▸ **AIM**: Lay out every line of the records below as a Markdown table with the columns "Row" and "Line", numbering each row and skipping blank lines. Leave the pictures out.
## Start
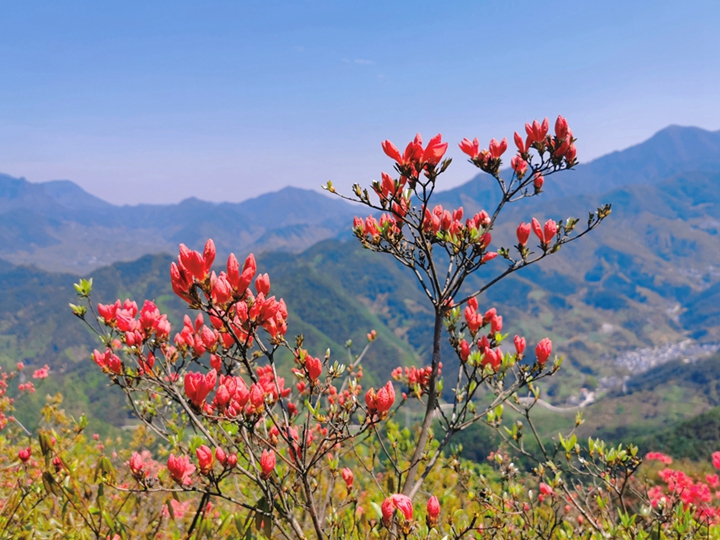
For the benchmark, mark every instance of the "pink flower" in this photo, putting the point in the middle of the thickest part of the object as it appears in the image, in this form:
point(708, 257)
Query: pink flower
point(24, 454)
point(543, 351)
point(348, 477)
point(205, 459)
point(41, 373)
point(433, 509)
point(137, 465)
point(314, 367)
point(267, 463)
point(180, 469)
point(382, 400)
point(198, 386)
point(396, 502)
point(523, 233)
## End
▸ **REPLY**:
| Row | Line |
|---|---|
| 1 | For the benchmark, mark every instance of the "pink flower" in this photo, putting the point in the middle of the thickest part of the object as it appears in the image, in this form: |
| 2 | point(708, 257) |
| 3 | Query: pink flower |
| 4 | point(24, 454) |
| 5 | point(543, 351) |
| 6 | point(348, 477) |
| 7 | point(205, 459) |
| 8 | point(41, 373) |
| 9 | point(433, 509) |
| 10 | point(137, 465) |
| 11 | point(314, 367) |
| 12 | point(267, 463) |
| 13 | point(180, 469) |
| 14 | point(382, 400) |
| 15 | point(198, 386) |
| 16 | point(396, 502) |
| 17 | point(523, 233) |